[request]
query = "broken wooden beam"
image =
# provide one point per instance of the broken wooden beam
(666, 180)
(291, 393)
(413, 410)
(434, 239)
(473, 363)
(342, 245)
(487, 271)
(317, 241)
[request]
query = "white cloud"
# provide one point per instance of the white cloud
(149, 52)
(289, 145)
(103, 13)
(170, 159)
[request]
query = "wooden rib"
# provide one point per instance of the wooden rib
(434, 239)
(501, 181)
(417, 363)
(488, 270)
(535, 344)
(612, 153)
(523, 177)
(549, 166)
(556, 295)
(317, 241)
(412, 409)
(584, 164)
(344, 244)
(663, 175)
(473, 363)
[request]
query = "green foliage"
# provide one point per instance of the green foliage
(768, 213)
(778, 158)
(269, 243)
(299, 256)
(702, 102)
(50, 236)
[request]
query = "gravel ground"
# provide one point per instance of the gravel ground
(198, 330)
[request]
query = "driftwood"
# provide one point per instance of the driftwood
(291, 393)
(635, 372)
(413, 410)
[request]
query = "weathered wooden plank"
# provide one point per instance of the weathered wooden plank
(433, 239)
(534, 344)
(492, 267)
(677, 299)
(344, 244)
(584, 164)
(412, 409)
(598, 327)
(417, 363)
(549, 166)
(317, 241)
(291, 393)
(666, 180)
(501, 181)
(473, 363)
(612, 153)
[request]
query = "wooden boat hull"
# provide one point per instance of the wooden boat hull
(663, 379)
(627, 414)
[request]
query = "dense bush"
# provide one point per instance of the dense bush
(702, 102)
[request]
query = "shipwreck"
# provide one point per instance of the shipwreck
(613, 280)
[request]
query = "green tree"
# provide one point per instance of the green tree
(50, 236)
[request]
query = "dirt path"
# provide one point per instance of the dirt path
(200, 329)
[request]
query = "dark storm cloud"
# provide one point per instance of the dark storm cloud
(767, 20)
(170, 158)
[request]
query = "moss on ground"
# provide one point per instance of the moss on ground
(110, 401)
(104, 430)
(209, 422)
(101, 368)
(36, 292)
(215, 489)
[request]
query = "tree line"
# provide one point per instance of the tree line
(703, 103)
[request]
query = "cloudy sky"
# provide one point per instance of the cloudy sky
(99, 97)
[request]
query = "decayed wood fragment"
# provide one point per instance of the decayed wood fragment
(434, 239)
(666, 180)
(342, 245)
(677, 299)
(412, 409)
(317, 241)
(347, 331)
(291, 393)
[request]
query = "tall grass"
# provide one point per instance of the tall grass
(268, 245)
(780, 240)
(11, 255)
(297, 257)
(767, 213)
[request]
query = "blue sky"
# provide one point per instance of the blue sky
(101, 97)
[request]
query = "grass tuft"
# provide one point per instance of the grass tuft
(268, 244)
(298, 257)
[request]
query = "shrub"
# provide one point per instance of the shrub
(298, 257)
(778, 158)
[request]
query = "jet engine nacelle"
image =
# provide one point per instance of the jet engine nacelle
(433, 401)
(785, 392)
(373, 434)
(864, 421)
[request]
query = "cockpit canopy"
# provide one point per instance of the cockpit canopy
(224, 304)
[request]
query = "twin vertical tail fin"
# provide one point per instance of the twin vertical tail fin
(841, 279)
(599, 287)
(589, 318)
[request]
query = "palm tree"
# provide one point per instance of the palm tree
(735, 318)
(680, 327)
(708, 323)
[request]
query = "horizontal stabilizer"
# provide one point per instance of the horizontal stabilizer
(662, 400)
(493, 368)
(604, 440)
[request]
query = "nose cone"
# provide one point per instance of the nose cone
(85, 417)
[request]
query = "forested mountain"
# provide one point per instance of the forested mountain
*****
• Problem requirements: Copy out the whole listing, exactly as written.

• Reply:
[request]
query = "broken wooden beam"
image =
# provide one point per instance of the broken wooden beam
(666, 180)
(291, 393)
(413, 410)
(434, 239)
(473, 363)
(342, 245)
(487, 271)
(317, 241)
[request]
query = "white cloud"
# provide one point per instance of the white cloud
(149, 52)
(289, 145)
(103, 13)
(170, 159)
[request]
query = "wooden rib"
# provide one point per instance of the wooden rib
(434, 239)
(501, 181)
(417, 363)
(488, 270)
(535, 344)
(612, 153)
(523, 177)
(549, 166)
(556, 295)
(317, 241)
(412, 409)
(584, 164)
(344, 244)
(663, 175)
(473, 363)
[request]
query = "green foliage"
# provide one point per instance of the green foliage
(768, 213)
(778, 158)
(269, 243)
(299, 256)
(702, 102)
(50, 236)
[request]
query = "gravel ground"
# provide one point per instance of the gravel ground
(198, 330)
[request]
query = "driftwood"
# provide one point per instance of the driftwood
(291, 393)
(635, 372)
(413, 410)
[request]
query = "weathered wooden plank"
# provide one point per instance of the weathered wooden plank
(433, 239)
(534, 344)
(492, 267)
(677, 299)
(344, 244)
(584, 164)
(412, 409)
(598, 327)
(417, 363)
(549, 166)
(317, 241)
(291, 393)
(666, 180)
(501, 181)
(473, 363)
(612, 153)
[request]
query = "wooden boat hull"
# provide one point per instance of the wooden boat hull
(663, 379)
(627, 414)
[request]
query = "dense bush"
# provide one point per instance of the dense bush
(702, 102)
[request]
query = "shipwreck"
# provide one point per instance of the shipwreck
(613, 280)
[request]
query = "green tree"
# provide one point per instance of the green tree
(50, 236)
[request]
query = "dirt path"
# provide one point per instance of the dirt path
(200, 329)
[request]
query = "dark storm cloud"
# provide one point per instance of the dark storm cloud
(767, 20)
(170, 158)
[request]
query = "moss on ground"
# provide one point per instance of the moss on ground
(110, 401)
(104, 430)
(209, 422)
(101, 368)
(36, 292)
(215, 489)
[request]
query = "tree line"
# provide one point per instance of the tree line
(703, 103)
[request]
query = "cloudy sky"
# provide one point per instance of the cloudy sky
(99, 97)
[request]
query = "decayed wood fragment"
# provide one point per instance of the decayed wood fragment
(434, 239)
(666, 180)
(342, 245)
(677, 299)
(412, 409)
(317, 241)
(347, 331)
(291, 393)
[request]
query = "tall grass"
# provide one point per instance of the tall grass
(268, 245)
(780, 240)
(11, 255)
(297, 257)
(767, 213)
[request]
query = "blue sky"
# provide one point per instance of the blue sky
(101, 97)
[request]
query = "grass tuft"
# provide one point per instance of the grass tuft
(268, 244)
(298, 257)
[request]
query = "shrub"
# provide one point per instance of the shrub
(298, 257)
(778, 158)
[request]
query = "jet engine nacelle"
image =
# provide one point per instance of the jet engine nacelle
(433, 401)
(785, 392)
(373, 434)
(864, 421)
[request]
query = "cockpit canopy"
# provide one point per instance of the cockpit canopy
(224, 304)
[request]
query = "twin vertical tail fin"
# provide one point per instance of the twin vertical tail fin
(841, 279)
(599, 287)
(589, 318)
[request]
query = "palm tree"
# provide one point per instance of the palm tree
(735, 318)
(680, 327)
(708, 323)
[request]
query = "horizontal stabilizer"
# provide one point per instance of the horizontal stabilizer
(662, 400)
(493, 368)
(604, 440)
[request]
query = "nose cone"
# provide one point per instance of the nose cone
(85, 417)
[request]
query = "forested mountain"
# provide one point per instance of the forested mountain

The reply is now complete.